[Begin DATA FOR THIS EXERCISE]
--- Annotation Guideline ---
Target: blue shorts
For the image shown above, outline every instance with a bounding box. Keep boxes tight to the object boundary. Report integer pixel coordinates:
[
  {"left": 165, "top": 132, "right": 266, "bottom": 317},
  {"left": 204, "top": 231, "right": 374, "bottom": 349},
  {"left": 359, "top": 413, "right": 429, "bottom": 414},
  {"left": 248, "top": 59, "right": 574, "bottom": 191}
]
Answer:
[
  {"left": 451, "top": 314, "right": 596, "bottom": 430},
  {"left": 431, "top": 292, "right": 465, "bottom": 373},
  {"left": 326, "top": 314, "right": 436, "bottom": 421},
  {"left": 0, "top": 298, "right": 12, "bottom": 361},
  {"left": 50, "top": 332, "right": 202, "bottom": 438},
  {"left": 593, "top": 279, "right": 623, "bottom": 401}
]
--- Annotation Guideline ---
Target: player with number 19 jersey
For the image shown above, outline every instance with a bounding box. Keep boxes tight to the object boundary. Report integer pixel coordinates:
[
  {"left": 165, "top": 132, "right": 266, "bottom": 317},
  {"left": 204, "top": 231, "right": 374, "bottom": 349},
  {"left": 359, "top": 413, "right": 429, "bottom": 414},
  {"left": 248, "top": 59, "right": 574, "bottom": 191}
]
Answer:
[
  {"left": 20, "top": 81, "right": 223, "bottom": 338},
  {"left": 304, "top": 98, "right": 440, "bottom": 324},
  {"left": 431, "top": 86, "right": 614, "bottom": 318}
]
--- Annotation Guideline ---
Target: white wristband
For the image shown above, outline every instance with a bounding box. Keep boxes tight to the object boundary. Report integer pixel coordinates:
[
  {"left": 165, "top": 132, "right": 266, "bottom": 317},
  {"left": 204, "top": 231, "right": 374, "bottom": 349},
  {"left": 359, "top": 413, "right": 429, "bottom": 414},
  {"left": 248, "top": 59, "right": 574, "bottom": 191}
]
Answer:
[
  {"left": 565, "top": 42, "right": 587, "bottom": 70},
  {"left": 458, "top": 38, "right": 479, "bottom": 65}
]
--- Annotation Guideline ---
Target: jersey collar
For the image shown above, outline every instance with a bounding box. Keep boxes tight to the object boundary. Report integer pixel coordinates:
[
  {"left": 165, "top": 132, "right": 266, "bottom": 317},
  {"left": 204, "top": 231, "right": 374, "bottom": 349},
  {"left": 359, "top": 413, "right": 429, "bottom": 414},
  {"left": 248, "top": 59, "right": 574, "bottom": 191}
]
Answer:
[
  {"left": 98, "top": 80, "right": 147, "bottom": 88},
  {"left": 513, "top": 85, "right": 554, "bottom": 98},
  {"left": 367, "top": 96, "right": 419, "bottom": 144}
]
[End DATA FOR THIS EXERCISE]
**WRITTEN TASK**
Pull out every line above that contains the string "Target" and copy each one in full. Match case exactly.

**TASK OUTPUT**
Target: blue shorts
Target: player with number 19 jersey
Target: white wristband
Target: jersey collar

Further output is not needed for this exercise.